AIM OF THE EXERCISE
Word for word, write out the entries that follow, omitting all pictures.

Data items
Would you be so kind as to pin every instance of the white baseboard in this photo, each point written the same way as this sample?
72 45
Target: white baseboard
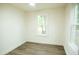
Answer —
71 49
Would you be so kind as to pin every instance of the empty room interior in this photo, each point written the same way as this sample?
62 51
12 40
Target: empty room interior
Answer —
39 29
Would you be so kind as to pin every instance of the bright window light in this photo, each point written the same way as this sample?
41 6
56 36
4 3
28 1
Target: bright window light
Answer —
41 24
32 4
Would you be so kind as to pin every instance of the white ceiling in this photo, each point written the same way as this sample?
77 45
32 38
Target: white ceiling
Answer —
39 6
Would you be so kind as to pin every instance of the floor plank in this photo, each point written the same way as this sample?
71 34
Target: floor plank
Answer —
30 48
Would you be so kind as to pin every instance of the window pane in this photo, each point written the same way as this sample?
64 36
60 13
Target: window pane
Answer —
41 25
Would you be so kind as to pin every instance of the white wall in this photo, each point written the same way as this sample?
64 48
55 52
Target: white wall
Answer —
11 28
55 26
70 46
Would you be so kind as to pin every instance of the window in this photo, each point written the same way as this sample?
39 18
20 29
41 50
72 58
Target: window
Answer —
41 25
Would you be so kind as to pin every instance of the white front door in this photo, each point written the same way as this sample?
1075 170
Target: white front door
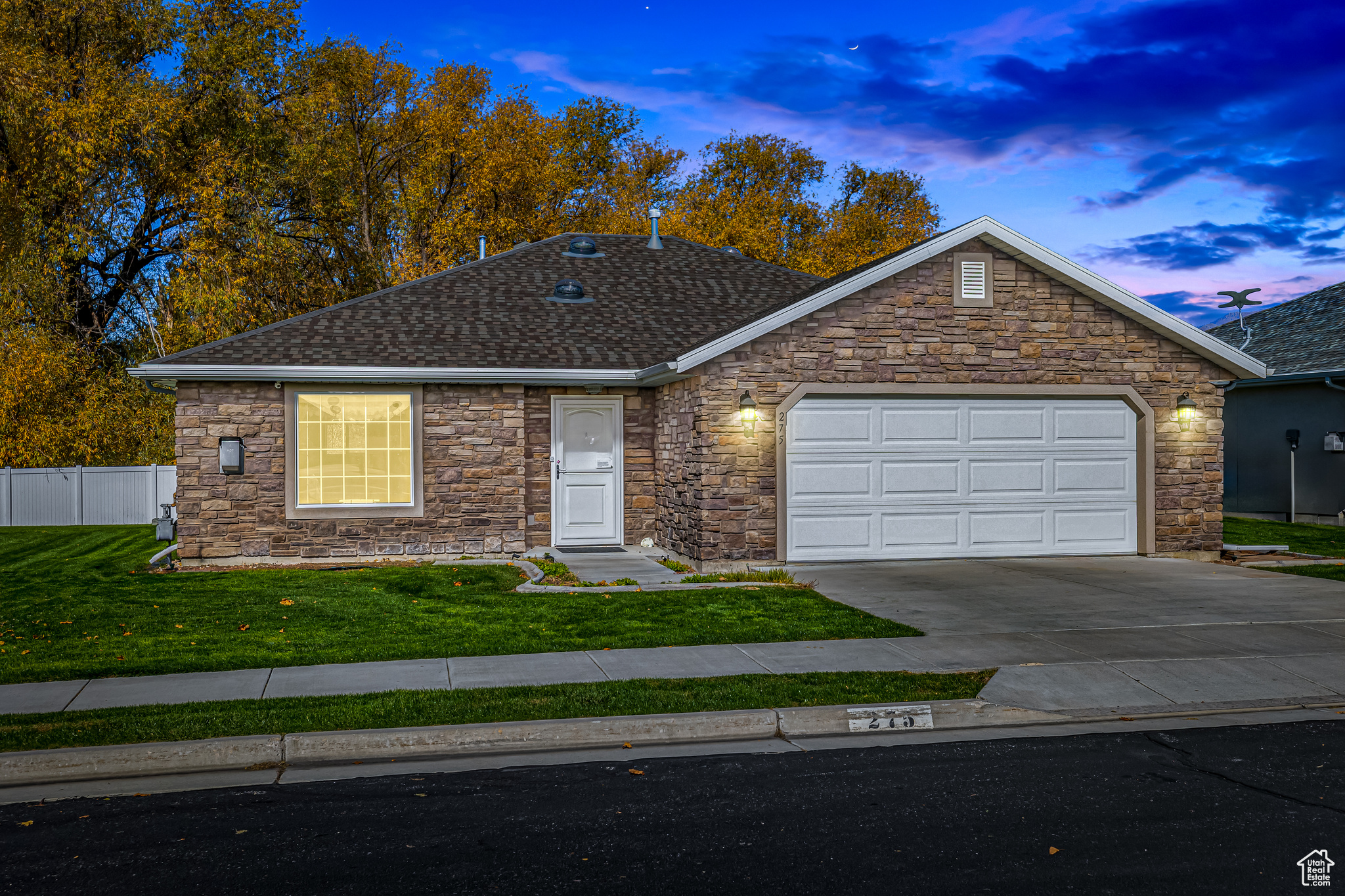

SOLUTION TO THIS PROBLEM
Would you be so kind as to pin every instance of the white baseboard in this photo, each point written the same way as this sample?
72 45
Target: white baseboard
Answer —
71 49
Would you be so kind as to pin every instance of the empty room interior in this photo, each point written the same way as this sample?
62 51
12 40
Target: empty room interior
Answer —
39 29
Would you be so kind as to pin every instance of the bright window light in this photo, each point written the same way as this sample?
41 6
56 36
4 3
28 1
Target: bright window light
Answer —
41 24
32 4
Would you be so kind as to pin every instance of the white ceiling in this photo, each point written the same way as this sample?
77 45
32 38
Target: white ceiling
Answer —
39 6
Would you be so kind as to pin every instance of the floor plank in this photo, each point written the same way as this sample?
71 34
Target: floor plank
Answer —
30 48
Would you be so kind as to pin every instance of the window pane in this photo, each point written the same way as this sample?
64 36
60 13
Target: window pane
Answer —
41 25
Would you be so kind as to pin every instance of the white wall in this photo, each point written the same way as this sample?
64 48
55 52
Target: white wall
Answer —
11 28
55 26
70 46
Would you be so kind as to pin every instance of the window in this photo, each point written the same way as this sample?
39 18
20 29
41 50
72 58
Target: window
Answer —
41 25
Would you be so kind as to pin every instance of the white front door in this photo, each point written the same way as this sample?
1075 170
Target: white front door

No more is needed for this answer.